Set task:
Reproduce the material between the lines holding "Your task is to find butterfly body." and "[428,269,684,547]", inclusive, with requests kept intact and 44 added to each bounding box coordinate in the answers.

Supplied records:
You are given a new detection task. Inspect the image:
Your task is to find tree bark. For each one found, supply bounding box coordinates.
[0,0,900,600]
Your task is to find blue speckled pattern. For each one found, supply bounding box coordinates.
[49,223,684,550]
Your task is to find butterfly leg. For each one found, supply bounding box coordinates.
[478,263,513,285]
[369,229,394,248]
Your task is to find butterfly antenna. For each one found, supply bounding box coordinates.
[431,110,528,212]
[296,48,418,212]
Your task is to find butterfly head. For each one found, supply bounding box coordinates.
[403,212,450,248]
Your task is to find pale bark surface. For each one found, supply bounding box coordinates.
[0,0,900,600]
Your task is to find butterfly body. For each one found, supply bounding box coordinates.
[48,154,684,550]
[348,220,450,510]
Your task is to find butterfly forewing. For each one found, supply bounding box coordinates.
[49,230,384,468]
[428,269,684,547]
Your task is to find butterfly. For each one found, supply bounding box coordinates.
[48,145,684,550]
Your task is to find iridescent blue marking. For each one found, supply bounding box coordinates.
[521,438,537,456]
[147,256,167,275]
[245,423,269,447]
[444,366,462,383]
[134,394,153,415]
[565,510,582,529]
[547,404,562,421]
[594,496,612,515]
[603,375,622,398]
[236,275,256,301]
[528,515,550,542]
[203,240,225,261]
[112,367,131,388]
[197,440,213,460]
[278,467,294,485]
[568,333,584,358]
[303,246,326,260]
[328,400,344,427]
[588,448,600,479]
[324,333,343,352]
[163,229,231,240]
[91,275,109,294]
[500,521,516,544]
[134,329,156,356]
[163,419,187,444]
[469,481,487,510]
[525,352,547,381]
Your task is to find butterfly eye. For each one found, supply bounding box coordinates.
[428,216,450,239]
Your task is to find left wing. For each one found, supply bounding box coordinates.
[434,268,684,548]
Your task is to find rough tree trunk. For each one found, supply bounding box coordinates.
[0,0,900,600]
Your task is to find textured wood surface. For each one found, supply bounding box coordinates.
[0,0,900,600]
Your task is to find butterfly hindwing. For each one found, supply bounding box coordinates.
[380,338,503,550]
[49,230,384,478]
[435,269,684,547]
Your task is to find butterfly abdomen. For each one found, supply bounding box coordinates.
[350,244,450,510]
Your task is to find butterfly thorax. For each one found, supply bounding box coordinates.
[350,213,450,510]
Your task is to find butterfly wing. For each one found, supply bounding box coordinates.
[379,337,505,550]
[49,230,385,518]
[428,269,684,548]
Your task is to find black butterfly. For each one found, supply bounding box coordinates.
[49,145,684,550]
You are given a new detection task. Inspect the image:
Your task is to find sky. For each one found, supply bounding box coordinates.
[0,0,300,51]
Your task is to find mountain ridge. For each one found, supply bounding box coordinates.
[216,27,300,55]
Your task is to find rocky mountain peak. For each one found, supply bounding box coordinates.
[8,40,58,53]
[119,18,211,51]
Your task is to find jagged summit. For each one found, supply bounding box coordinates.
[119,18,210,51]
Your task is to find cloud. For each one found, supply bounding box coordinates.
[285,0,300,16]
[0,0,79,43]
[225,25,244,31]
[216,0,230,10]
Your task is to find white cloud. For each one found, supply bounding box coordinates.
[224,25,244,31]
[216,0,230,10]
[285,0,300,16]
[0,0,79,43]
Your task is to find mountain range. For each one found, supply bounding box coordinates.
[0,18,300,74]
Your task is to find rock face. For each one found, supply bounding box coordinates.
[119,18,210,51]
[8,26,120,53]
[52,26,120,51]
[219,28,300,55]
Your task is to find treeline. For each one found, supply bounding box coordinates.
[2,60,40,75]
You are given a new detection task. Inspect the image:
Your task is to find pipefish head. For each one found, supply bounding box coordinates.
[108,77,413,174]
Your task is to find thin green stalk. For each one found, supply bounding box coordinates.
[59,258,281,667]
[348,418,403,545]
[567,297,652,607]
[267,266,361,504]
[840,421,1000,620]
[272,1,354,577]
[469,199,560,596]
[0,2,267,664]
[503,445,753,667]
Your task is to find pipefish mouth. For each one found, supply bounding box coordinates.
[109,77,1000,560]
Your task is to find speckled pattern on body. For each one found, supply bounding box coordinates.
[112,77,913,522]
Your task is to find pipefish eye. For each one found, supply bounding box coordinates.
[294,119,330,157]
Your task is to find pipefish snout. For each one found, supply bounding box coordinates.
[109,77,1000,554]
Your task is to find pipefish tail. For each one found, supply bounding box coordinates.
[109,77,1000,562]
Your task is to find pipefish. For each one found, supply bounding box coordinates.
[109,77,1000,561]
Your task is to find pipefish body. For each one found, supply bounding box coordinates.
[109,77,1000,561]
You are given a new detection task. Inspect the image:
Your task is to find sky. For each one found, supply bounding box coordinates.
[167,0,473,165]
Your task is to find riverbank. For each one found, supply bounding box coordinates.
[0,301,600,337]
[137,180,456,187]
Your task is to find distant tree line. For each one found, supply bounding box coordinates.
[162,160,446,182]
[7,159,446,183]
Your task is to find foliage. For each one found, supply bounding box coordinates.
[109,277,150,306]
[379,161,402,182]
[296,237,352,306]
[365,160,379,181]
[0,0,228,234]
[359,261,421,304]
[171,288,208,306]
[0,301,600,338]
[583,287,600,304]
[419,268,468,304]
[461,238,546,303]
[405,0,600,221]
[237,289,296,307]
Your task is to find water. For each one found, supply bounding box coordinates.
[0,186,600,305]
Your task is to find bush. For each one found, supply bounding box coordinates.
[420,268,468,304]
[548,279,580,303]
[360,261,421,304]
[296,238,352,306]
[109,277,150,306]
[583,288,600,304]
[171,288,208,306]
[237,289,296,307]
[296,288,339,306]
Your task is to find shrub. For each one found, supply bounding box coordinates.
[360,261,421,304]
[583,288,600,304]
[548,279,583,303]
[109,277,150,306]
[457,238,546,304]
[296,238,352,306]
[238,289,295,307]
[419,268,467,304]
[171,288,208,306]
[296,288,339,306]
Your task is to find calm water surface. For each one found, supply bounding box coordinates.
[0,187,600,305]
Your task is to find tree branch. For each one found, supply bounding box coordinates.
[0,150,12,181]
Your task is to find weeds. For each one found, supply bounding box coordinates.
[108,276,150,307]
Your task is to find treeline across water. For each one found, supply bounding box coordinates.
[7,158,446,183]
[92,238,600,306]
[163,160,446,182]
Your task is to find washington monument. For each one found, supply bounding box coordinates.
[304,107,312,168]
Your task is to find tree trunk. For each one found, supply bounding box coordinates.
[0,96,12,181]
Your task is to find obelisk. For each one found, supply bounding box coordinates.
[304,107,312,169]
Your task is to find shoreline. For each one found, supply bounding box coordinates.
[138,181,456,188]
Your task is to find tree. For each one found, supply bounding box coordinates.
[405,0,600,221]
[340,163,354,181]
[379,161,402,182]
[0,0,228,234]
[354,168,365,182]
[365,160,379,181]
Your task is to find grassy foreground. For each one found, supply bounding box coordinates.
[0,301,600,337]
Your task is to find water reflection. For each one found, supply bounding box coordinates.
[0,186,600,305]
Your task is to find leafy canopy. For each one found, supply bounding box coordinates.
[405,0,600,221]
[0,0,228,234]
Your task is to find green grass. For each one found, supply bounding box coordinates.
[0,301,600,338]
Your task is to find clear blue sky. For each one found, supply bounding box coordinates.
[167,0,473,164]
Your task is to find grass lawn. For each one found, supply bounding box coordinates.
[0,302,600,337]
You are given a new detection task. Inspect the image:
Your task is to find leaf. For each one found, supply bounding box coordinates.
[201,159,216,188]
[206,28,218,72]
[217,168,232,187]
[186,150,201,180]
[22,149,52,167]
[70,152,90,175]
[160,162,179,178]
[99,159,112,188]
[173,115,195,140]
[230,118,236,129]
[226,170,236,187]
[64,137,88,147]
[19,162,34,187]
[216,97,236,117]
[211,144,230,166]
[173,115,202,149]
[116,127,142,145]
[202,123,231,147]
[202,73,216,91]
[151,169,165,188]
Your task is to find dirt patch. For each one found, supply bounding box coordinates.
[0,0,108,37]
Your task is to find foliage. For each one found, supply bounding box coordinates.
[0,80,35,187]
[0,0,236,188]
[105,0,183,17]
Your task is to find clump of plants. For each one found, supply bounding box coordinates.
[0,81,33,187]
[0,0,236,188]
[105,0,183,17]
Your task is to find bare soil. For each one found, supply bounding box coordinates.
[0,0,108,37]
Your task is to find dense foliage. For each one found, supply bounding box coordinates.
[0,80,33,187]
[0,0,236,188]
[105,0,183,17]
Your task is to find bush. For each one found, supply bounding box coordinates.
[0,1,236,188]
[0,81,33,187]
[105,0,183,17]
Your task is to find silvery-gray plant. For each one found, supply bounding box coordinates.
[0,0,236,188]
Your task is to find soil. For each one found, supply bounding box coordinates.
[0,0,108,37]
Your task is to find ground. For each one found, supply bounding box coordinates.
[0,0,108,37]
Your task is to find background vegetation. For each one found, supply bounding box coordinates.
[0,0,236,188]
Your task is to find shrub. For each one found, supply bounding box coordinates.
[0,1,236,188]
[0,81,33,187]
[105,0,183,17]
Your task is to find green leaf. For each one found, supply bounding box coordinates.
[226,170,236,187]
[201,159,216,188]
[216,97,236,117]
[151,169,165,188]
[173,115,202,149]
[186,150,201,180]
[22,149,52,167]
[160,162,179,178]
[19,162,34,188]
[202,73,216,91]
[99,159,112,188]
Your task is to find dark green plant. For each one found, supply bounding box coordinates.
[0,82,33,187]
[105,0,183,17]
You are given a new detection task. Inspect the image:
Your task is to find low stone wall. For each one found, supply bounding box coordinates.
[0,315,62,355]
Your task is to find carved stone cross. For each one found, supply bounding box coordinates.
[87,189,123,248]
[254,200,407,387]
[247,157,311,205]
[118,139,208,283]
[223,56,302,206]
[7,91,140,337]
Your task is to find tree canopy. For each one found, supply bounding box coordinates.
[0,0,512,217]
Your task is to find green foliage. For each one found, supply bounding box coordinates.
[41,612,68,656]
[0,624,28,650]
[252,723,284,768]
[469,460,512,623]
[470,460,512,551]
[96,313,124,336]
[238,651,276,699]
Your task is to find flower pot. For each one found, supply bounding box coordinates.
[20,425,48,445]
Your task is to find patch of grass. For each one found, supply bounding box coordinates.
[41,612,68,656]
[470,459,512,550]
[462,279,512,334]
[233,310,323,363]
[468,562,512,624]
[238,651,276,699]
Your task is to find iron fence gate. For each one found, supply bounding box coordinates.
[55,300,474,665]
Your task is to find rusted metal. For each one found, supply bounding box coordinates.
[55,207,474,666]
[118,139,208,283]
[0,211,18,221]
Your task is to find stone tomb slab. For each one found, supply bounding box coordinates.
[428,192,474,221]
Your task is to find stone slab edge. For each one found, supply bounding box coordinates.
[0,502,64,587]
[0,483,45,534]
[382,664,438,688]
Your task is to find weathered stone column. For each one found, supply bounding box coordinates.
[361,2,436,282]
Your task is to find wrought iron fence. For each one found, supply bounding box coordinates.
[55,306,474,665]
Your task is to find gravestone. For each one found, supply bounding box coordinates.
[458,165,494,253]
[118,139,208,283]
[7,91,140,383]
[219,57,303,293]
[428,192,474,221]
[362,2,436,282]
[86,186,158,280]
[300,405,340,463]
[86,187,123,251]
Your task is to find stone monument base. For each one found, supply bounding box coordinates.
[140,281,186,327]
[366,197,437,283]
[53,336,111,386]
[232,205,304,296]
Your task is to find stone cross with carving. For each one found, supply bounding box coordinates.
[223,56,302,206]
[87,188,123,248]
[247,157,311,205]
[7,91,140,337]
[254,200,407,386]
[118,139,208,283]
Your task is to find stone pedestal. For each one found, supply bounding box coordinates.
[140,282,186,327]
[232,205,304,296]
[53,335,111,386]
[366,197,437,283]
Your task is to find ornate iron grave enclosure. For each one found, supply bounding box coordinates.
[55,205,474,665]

Answer in full:
Your task is to find butterfly body. For each one found, supply bounding box coordinates.
[92,198,728,594]
[392,264,494,554]
Your task is to find butterfly forewing. For each one found, supply bounding box coordinates.
[93,274,428,512]
[472,313,728,591]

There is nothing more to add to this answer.